**DOCUMENT TEXT**
Dependencies and Versions

  • Always use the latest stable versions of images and libraries.
  • Pin exact versions for Flink and its connectors (they must match).
  • Use uv for everything Python-related (package management, running scripts, even installing Python itself inside Docker).
  • Prefer COPY --from=ghcr.io/astral-sh/uv:latest /uv /bin/ in Dockerfiles instead of apt-get install.

Workshop Header

  • Credit the original stream/video at the top with a link.
  • If the new video is not yet available, put "TBA" with a sign-up link (e.g., Luma).
  • Brief description of what we'll build and prerequisites.

Workshop Flow Template

  1. Introduce the first component (message broker, database, etc.)
  2. Set up with docker-compose (explain parameters)
  3. Create a simple producer/writer
  4. Create a simple consumer/reader
  5. Add a database, save data
  6. Show limitations of the simple approach
  7. Introduce the framework (Flink, Spark, etc.)
  8. Reproduce the simple case with the framework
  9. Do something the simple approach can't (aggregation, windowing)
  10. Explain advanced concepts (window types, offsets, etc.)
  11. Cleanup
  12. Q&A - questions and answers from the original stream. Include production deployment topics here rather than as standalone sections.

[Point-based annotation data]
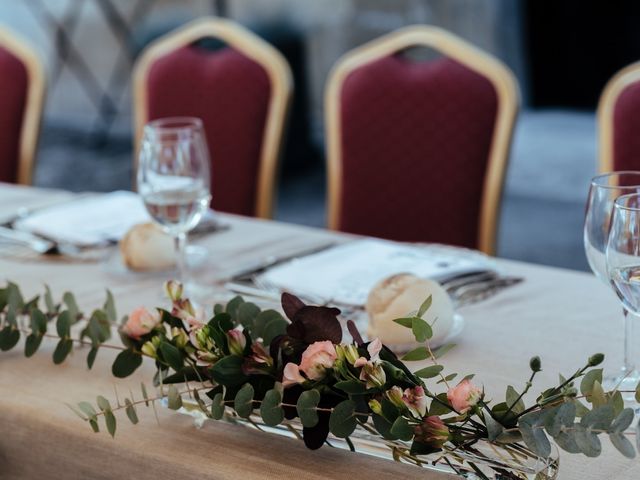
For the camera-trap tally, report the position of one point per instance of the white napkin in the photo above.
(345, 274)
(88, 221)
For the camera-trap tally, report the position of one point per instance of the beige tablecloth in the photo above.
(562, 316)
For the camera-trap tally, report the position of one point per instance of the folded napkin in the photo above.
(345, 274)
(88, 221)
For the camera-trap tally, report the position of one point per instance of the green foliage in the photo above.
(271, 409)
(306, 408)
(243, 404)
(126, 363)
(342, 421)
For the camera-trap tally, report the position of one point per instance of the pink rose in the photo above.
(416, 401)
(140, 322)
(291, 375)
(317, 358)
(464, 396)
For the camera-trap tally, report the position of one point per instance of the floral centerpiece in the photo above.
(300, 371)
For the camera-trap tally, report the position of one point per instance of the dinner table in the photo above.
(561, 315)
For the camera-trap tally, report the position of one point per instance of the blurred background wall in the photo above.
(562, 53)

**EXERCISES TO COMPLETE**
a - Answer these questions using the workshop guidelines:
(i) Which tool should be used for everything Python-related?
(ii) What should be put in the header if the new video is not yet available?
(iii) Which numbered step of the flow template is cleanup?
b - Do these statements agree with the workshop guidelines? For each, answer yes or no and quote the words that decide it.
(i) Versions for Flink and its connectors should be pinned exactly.
(ii) Production deployment topics should get their own standalone sections.
(iii) Installing uv with apt-get install is preferred in Dockerfiles.
c - Copy the stretch of the workshop guidelines from "11. Cleanup" through "as standalone sections.".

**REPLIES**
a -
(i) uv
(ii) "TBA" with a sign-up link (e.g., Luma)
(iii) Step 11

b -
(i) Yes: "Pin exact versions for Flink and its connectors (they must match)."
(ii) No: "Include production deployment topics here rather than as standalone sections."
(iii) No: "Prefer COPY --from=ghcr.io/astral-sh/uv:latest /uv /bin/ in Dockerfiles instead of apt-get install."

c -
11. Cleanup
  12. Q&A - questions and answers from the original stream. Include production deployment topics here rather than as standalone sections.